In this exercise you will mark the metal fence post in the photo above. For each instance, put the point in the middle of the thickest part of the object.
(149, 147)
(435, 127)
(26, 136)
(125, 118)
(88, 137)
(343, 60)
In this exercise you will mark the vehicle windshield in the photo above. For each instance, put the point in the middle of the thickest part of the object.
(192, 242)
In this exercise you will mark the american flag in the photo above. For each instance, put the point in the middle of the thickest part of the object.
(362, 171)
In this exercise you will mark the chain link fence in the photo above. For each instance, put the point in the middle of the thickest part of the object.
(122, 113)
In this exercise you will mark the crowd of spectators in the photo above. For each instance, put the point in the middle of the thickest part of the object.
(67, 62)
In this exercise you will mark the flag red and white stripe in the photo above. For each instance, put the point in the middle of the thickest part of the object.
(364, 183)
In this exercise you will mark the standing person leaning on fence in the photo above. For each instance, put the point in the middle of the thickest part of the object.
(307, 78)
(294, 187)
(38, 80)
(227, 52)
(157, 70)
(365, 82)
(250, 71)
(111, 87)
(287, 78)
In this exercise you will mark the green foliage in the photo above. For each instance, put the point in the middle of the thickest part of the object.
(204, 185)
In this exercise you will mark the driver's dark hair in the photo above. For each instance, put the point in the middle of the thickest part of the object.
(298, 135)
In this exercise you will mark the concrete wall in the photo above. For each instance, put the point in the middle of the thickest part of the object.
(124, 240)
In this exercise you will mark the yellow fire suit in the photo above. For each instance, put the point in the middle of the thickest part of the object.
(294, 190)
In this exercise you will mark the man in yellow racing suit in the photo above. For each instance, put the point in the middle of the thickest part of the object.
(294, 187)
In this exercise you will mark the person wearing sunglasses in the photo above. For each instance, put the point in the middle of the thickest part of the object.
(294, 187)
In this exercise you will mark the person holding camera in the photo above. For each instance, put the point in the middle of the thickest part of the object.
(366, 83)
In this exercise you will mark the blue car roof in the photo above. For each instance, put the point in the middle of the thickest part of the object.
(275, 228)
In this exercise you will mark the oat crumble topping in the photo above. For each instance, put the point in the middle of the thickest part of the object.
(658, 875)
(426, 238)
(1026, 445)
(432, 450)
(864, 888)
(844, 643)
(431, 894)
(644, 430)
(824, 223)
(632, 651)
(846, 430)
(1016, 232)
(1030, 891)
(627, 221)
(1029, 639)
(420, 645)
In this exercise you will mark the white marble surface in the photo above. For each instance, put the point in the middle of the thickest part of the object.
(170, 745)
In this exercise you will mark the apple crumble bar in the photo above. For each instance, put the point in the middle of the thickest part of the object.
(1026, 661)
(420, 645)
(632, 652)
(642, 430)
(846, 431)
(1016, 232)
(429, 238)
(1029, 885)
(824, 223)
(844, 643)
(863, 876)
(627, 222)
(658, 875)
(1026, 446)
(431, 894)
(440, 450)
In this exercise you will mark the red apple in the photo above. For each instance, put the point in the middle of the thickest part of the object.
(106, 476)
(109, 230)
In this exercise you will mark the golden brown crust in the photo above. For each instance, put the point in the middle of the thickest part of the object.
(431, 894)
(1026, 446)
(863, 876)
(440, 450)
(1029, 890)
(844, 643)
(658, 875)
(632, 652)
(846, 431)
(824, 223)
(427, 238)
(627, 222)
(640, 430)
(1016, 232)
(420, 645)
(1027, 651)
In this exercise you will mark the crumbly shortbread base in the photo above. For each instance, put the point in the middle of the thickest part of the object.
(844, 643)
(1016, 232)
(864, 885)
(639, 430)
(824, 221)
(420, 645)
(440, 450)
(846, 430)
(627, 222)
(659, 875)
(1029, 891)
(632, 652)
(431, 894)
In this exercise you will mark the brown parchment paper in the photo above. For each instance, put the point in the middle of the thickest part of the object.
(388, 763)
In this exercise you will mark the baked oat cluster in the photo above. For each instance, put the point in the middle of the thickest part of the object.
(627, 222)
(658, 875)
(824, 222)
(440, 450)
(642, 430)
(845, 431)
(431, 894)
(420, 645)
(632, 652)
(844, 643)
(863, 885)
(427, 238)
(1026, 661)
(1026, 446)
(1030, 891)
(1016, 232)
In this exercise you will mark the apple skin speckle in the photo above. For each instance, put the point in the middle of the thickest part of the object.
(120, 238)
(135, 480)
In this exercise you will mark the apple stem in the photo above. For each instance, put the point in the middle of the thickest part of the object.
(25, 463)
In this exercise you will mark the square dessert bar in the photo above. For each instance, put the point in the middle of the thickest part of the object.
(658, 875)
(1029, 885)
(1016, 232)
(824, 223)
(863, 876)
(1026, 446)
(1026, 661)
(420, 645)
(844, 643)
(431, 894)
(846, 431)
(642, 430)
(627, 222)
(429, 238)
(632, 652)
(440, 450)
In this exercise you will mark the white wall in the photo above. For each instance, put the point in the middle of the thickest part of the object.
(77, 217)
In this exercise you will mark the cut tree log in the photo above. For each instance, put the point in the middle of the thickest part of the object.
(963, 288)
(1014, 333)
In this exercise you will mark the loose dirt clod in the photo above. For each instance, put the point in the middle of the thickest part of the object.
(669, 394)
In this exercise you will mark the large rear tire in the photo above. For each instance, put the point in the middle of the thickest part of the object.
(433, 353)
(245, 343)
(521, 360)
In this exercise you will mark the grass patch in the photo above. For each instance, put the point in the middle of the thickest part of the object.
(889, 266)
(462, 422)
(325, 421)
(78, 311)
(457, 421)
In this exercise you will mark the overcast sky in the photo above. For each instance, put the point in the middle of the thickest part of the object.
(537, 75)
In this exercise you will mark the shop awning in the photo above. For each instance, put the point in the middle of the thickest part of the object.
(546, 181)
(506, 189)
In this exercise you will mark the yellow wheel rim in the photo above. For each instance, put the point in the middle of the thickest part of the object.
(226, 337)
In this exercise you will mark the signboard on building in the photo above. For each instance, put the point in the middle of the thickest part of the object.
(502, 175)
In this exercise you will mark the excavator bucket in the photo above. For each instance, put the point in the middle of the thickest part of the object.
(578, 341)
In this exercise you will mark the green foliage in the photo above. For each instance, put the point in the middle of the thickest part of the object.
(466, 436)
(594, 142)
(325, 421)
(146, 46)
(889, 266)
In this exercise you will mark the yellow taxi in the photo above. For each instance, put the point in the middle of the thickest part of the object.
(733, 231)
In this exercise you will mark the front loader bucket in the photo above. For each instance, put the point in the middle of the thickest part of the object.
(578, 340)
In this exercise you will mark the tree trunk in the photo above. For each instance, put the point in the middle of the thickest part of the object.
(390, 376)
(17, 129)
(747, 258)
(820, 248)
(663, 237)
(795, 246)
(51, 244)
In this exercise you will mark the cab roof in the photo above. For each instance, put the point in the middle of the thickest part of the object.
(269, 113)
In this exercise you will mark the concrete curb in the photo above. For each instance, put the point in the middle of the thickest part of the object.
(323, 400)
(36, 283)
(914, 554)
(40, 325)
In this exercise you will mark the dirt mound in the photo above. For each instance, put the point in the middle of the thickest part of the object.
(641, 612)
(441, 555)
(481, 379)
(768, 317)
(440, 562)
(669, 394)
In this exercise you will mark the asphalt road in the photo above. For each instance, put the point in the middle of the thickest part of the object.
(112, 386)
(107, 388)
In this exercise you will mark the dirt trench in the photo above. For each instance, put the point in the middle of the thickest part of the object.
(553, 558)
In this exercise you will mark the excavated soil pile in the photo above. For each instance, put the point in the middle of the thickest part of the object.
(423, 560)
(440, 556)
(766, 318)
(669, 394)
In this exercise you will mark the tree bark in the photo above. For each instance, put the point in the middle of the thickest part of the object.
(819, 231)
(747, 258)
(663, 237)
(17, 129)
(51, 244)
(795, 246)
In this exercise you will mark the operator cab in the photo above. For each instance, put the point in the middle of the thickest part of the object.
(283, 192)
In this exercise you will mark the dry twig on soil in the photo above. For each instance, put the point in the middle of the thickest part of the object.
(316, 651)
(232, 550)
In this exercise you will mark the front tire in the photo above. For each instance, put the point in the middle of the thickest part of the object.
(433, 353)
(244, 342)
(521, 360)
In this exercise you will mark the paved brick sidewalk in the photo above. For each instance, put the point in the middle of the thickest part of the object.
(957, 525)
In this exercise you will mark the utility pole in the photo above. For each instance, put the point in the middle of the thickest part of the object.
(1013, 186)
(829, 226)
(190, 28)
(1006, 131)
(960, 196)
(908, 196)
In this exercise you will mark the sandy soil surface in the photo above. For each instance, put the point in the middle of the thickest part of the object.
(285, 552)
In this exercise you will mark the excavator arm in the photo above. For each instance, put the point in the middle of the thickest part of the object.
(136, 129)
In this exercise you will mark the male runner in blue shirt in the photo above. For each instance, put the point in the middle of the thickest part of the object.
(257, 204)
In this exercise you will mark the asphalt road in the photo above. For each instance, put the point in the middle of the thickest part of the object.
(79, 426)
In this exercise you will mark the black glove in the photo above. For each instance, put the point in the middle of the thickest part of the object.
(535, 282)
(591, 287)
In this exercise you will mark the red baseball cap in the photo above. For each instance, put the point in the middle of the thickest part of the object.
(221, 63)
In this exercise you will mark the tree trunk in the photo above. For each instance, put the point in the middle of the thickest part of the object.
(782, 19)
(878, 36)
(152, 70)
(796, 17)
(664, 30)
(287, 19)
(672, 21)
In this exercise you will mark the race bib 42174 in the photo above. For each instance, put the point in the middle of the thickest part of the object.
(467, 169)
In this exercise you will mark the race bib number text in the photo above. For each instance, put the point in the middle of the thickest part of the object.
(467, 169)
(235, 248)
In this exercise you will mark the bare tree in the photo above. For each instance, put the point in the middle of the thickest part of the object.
- - - - - - -
## TASK PROMPT
Repeat, without changes, every line from the one that contains "In this exercise you will mark the red baseball" through the final line of the data.

## ANSWER IN FULL
In this exercise you will mark the red baseball cap in the photo above. For each instance, put the point in the middle of the thickest part of the object.
(221, 63)
In this exercise you will mark the tree trunk in the photo above. For each instance, put the point in the middle of the thickest part of the object.
(782, 19)
(878, 36)
(152, 70)
(796, 17)
(664, 30)
(287, 19)
(672, 21)
In this exercise you will mark the race bib 42174 in the photo above. For each instance, put the point in the middle of the thickest part of the object.
(467, 169)
In this exercise you will mark the race bib number text in the photo above. For each instance, put the point in the middle of the thickest part of the object.
(467, 169)
(235, 248)
In this exercise you will mark the bare tree in the photo above. For each instance, put the point in the middle of the thickest part of the object.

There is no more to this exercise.